══ Material for this task

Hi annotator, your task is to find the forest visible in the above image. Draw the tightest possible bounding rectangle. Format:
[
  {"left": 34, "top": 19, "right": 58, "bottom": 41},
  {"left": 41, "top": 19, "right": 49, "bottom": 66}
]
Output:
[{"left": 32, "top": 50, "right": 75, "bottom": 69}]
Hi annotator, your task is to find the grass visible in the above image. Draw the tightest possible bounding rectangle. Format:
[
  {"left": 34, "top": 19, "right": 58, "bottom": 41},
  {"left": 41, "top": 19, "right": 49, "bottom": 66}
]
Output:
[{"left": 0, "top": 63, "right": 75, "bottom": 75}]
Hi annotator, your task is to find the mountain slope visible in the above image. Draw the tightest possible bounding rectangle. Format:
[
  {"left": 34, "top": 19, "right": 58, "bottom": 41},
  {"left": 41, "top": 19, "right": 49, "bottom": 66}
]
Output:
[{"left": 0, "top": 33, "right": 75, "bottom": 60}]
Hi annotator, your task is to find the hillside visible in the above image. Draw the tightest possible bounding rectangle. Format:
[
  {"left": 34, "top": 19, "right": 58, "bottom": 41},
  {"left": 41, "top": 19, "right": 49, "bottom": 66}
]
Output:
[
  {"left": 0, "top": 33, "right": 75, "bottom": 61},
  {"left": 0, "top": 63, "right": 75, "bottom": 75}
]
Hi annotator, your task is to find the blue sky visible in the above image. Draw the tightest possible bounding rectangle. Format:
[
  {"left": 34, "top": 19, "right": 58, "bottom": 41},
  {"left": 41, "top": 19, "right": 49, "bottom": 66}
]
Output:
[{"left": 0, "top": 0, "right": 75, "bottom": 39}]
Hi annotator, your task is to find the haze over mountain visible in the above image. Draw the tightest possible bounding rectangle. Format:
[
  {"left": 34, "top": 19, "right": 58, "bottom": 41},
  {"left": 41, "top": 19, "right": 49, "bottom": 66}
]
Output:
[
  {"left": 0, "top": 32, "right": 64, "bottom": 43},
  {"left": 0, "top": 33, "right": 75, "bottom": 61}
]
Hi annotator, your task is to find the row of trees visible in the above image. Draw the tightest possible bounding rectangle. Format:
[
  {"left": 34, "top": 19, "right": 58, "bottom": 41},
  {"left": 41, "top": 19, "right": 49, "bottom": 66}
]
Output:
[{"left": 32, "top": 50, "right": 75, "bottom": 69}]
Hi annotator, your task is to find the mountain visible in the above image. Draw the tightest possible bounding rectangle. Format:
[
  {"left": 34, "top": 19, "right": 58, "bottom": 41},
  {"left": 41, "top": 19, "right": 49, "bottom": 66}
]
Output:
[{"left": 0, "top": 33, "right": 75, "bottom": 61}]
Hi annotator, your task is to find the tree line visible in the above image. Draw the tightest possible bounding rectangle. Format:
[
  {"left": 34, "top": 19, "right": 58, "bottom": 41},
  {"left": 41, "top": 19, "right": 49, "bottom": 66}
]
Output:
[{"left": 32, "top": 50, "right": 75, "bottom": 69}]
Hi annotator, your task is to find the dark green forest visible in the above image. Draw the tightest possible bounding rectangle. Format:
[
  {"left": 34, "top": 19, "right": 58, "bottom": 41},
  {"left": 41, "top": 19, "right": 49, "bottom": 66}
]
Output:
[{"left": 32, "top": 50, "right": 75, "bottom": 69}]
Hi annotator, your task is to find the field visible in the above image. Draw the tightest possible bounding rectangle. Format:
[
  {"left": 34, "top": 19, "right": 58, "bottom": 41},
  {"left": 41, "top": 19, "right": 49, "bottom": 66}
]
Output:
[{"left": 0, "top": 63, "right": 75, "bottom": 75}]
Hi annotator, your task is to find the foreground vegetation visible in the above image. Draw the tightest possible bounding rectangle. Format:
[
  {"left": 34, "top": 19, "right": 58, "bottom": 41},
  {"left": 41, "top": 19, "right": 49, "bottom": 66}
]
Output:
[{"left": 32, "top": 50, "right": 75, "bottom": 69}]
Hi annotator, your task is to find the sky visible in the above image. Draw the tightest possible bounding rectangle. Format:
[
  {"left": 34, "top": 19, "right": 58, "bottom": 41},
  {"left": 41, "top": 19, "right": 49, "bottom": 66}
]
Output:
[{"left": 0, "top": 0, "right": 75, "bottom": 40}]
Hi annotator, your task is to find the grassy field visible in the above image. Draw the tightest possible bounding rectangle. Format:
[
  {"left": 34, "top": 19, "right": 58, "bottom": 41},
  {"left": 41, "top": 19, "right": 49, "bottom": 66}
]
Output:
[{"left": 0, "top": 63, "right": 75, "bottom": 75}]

════

● **Exercise requirements**: Copy exactly the lines of the listing above, beginning at the line with "Hi annotator, your task is to find the dark" and ending at its final line; write out nothing else.

● **Result of the exercise**:
Hi annotator, your task is to find the dark green forest visible in the above image. Draw the tightest possible bounding rectangle. Format:
[
  {"left": 34, "top": 19, "right": 58, "bottom": 41},
  {"left": 41, "top": 19, "right": 49, "bottom": 66}
]
Output:
[{"left": 32, "top": 50, "right": 75, "bottom": 69}]
Hi annotator, your task is to find the field visible in the above image. Draw the tightest possible bounding rectangle. Format:
[
  {"left": 34, "top": 19, "right": 58, "bottom": 41},
  {"left": 41, "top": 19, "right": 49, "bottom": 66}
]
Output:
[{"left": 0, "top": 63, "right": 75, "bottom": 75}]
Hi annotator, your task is to find the foreground vegetation visible in the above image. Draw the tightest possible bounding rectangle. Format:
[
  {"left": 34, "top": 19, "right": 58, "bottom": 41},
  {"left": 41, "top": 19, "right": 49, "bottom": 66}
]
Output:
[{"left": 32, "top": 50, "right": 75, "bottom": 69}]
Hi annotator, your task is to find the sky visible in the above image. Draw the tightest possible bounding rectangle. Format:
[
  {"left": 34, "top": 19, "right": 58, "bottom": 41},
  {"left": 41, "top": 19, "right": 49, "bottom": 66}
]
Output:
[{"left": 0, "top": 0, "right": 75, "bottom": 40}]
Hi annotator, your task is to find the grassy field visible in the above image. Draw the tightest possible bounding rectangle. Format:
[
  {"left": 34, "top": 19, "right": 58, "bottom": 41},
  {"left": 41, "top": 19, "right": 49, "bottom": 66}
]
Output:
[{"left": 0, "top": 63, "right": 75, "bottom": 75}]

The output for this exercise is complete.